• Passage to read:

Legislation that would provide funding for labor, health and education programs in the 2008 fiscal year passed the full House of Representatives Appropriations Committee on Wednesday, with action on the House floor possible as soon as next week on legislation that President Bush is threatening to veto.
Portions of the bill addressing programs for higher education, including the Pell Grant program, were virtually unchanged from the version drafted last month by the Subcommittee on Labor, Health and Human Services, Education, and Related Agencies. In the bill, which is currently set to go to the House floor on July 18, the maximum Pell Grant would be $4,700, a $390 increase over the 2007 spending measure that set the current year amount at $4,310, and $100 above President Bush's request for Pell in 2008. The legislation also includes  a 2.6-percent increase in funding for the National Institutes of Health, a major source of funds for academic research.
Also intact is a veto-proof provision, known as a "budget limitation," that would prevent the Department of Education from using any of the bill's funds to enforce or implement proposed federal regulations  on college and university accreditation.
A summary of the bill's provisions  also notes that the bill would require that articles based on research financed by the National Institutes of Health be provided to the National Library of Medicine within 12 months of publication so they can be made available to the public.
Another provision would require the Secretary of Education to put in place procedures to vet conflicts of interest or bias among department employees, peer reviewers, advisory council members, contractors and subcontractors, and would direct the department's inspector general to audit and certify the adequacy of such procedures.
Rep. David Obey (D-Wis.), the chairman of the House Appropriations Committee, said that the bill was an attempt to begin to erase "deficits" in education access, but that "we cannot erase those deficits in a year." The focus of that effort was the Pell increase, intended to counteract a 42-percent rise in the cost of attending a four-year public university between 2001 and 2006, among statistics Obey cited. Other programs received mostly flat funding or slight increases over last year on the discretionary side of the budget.
"Unlike the president’s bill, we restore all of the cuts the president attempted to make in all of the other student aid programs except work study," Obey said. That could set up a potential showdown, since the $151.5 billion legislation -- which would represent a 4.8-percent increase over 2007 -- exceeds President Bush's budget request and has already triggered a veto threat from the White House.
The committee took up only one amendment related to higher education Wednesday. The panel backed an uptick in spending for the state career and technical education grants that would raise its budget to $1.21 billion in 2008, $25 million more than it is receiving this year. This is another of the programs President Bush had proposed cutting drastically in his 2008 budget plan.
Beyond that, the bill closely hewed to the version approved by the subcommittee last month, a fact attributable in large part to Obey's status as chairman of both. Among other things, the measure would provide more funds for the GEAR UP program and a 4.8-percent boost to the TRIO outreach program.
"We just couldn’t be more pleased about both the numbers and the inclusion of the accreditation language," said Becky H. Timmons, assistant vice president for government relations at the American Council on Education. "We think the House bill is worthy of support and we would love to see it pass overwhelmingly by a veto-proof margin on the House floor."
Securing at least 290 votes, enough to overcome a veto, will be the goal of a joint effort from both the higher education and health lobbies, according to Cynthia A. Littlefield, director of federal relations at the Association of Jesuit Colleges and Universities. A letter dated July 10, jointly signed by the Coalition for Health Funding and the Committee for Education Funding and sent to representatives on the Hill, lists at least 1,000 groups and organizations that support the appropriations bill.
"We’re postured well to go to the House floor, and we just hope we can do well in trying to have a really good turnout," Littlefield said.

• Available data:
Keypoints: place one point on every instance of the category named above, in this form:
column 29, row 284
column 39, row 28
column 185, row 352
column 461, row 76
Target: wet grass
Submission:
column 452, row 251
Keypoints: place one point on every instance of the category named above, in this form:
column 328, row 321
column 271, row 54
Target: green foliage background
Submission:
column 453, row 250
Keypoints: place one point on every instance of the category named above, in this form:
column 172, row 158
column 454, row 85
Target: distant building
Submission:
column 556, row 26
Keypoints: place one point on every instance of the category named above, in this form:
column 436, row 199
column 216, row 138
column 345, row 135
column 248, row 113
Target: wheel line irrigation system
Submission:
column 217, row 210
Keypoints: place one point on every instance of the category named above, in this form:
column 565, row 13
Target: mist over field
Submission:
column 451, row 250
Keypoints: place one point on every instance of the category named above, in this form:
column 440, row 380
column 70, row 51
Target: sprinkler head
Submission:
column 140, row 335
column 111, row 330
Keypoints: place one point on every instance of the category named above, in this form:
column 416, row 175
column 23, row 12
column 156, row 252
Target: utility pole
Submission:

• Questions to answer:
1. From the article on the 2008 appropriations bill, copy everything from "Also intact is" down to "to the public.".
2. Answer these questions using the article on the 2008 appropriations bill.
(a) What would the maximum Pell Grant be under the bill?
(b) What budget would the committee's amendment give the state career and technical education grants in 2008?
(c) How many votes, at minimum, are named as the goal for overcoming a veto?

• Solutions to the tasks:
1.
Also intact is a veto-proof provision, known as a "budget limitation," that would prevent the Department of Education from using any of the bill's funds to enforce or implement proposed federal regulations  on college and university accreditation.
A summary of the bill's provisions  also notes that the bill would require that articles based on research financed by the National Institutes of Health be provided to the National Library of Medicine within 12 months of publication so they can be made available to the public.

2.
(a) $4,700
(b) $1.21 billion
(c) 290